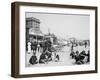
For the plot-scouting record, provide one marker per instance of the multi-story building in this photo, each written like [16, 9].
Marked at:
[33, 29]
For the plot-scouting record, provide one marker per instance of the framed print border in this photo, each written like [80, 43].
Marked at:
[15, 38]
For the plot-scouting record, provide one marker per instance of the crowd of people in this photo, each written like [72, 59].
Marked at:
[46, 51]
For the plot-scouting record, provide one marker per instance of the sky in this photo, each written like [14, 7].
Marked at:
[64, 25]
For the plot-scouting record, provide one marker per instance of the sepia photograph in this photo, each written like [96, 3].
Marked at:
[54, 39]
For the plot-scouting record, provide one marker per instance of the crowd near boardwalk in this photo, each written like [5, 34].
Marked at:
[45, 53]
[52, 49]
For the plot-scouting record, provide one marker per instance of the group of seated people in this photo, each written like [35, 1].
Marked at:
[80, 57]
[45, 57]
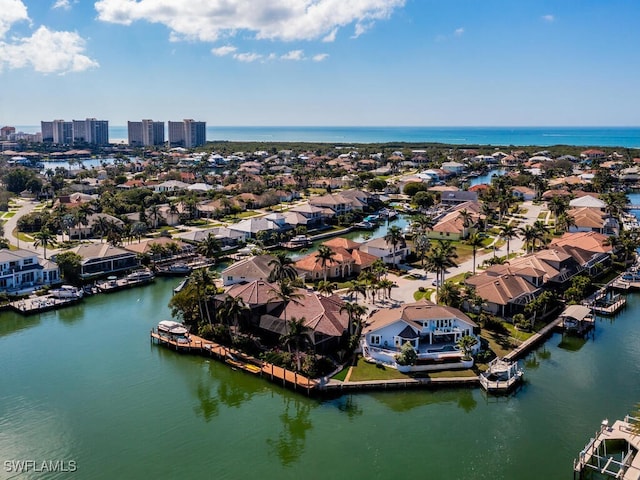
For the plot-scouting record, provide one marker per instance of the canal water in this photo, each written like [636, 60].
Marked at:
==============================
**What you should do:**
Format all the rows above as a numbered list with no blank lines, and leave the pictures out.

**Output for this task:**
1. For the plot-scouting record, provide one marker per instance of the multi-story building in this photo, each written like [16, 9].
2. Marked at:
3. [33, 29]
4. For the plot-scouting record, provide one marker per instance of the framed print border in this photo, each written like [80, 43].
5. Marked at:
6. [15, 38]
7. For the plot-scouting record, provide one marker per instance of the crowd of people in this photo, each written like [72, 59].
8. Marked at:
9. [46, 51]
10. For the plot-scouting record, provide one marker per instance of the sky in this photo, each written like [14, 7].
11. Marked at:
12. [64, 25]
13. For the plot-scouting record, provide one marker per instance of the sepia photograph in this photo, each written like [96, 3].
14. Marked at:
15. [54, 39]
16. For the plot-scouting record, provide one marker per instance of the crowd near boardwalk in this photo, each written like [5, 34].
17. Marked at:
18. [45, 53]
19. [52, 49]
20. For the plot-scouting record, provide one marker per instance of the group of seated people in this photo, each written like [35, 1].
21. Marked at:
22. [80, 57]
23. [45, 57]
24. For the plot-scouting record, provide one marker per instance of the canal water in this photo, each written like [636, 60].
25. Marked at:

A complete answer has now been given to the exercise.